(Supplied passage)

I have watched the news and read some of the newspapers and Haiti has stopped to be the main focus of attention.  There are other parts of the world that have received more or not as much attention and they have also gone into oblivion for most except for those who have some type of connection to the respective area of conflict.

In many cases having a fundraiser to benefit one of the places leaves us numb to the fact that for them life continues even if the TV cameras do not record the hardships.

I have attended several committees, workshops, forums and other forms of informational meetings on Colombia, Congo, Honduras, Iraq.   I know that after the down feeling that comes with the news, the activism that temporarily generates, then in order to maintain some sort of normalcy everyone goes back to business as usual in their daily lives.

I am not implying that caring and wanting to help is not there.  I have seen people in the US worrying and acting on various issues especially in the case of catastrophes.

Nevertheless, the situation for many has changed so much that right now they are on the receiving end due to lack of employment, loss of income and individual difficult financial circumstances. Yet, people have responded with the usual generosity for a short while.  The concern still exists about how and when to help.

(End Supplied passage)
(Dataset content)

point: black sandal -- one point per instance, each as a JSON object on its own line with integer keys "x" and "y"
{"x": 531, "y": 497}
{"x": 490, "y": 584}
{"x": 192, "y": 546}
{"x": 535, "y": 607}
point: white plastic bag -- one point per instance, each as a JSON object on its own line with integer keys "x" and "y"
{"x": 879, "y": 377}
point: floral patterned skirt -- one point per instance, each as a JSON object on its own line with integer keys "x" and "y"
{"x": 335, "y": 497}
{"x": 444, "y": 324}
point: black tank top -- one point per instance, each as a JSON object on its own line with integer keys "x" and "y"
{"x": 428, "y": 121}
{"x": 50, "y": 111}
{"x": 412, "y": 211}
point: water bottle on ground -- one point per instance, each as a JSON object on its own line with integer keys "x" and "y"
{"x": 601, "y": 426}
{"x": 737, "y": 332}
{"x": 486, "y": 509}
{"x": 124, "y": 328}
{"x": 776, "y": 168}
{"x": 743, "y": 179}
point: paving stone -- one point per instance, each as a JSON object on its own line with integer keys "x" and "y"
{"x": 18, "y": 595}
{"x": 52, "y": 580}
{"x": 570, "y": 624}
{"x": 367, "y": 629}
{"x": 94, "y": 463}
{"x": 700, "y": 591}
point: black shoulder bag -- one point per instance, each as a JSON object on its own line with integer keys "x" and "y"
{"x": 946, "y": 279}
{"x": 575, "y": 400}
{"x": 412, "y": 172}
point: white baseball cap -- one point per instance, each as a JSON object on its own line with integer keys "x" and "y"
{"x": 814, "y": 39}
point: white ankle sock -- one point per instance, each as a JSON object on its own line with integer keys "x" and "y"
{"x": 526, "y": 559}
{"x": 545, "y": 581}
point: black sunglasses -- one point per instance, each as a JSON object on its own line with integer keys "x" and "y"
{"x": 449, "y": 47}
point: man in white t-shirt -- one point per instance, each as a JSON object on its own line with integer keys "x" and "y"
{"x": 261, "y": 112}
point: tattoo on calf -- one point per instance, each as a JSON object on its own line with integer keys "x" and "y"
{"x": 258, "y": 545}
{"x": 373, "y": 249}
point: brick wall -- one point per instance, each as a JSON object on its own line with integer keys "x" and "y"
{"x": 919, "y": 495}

(End Dataset content)

_Work order_
Set down the part of the passage above on fading attention to crises that lies between "I am not implying" and "case of catastrophes.", inclusive, copying it word for word.

_Answer to the problem_
I am not implying that caring and wanting to help is not there.  I have seen people in the US worrying and acting on various issues especially in the case of catastrophes.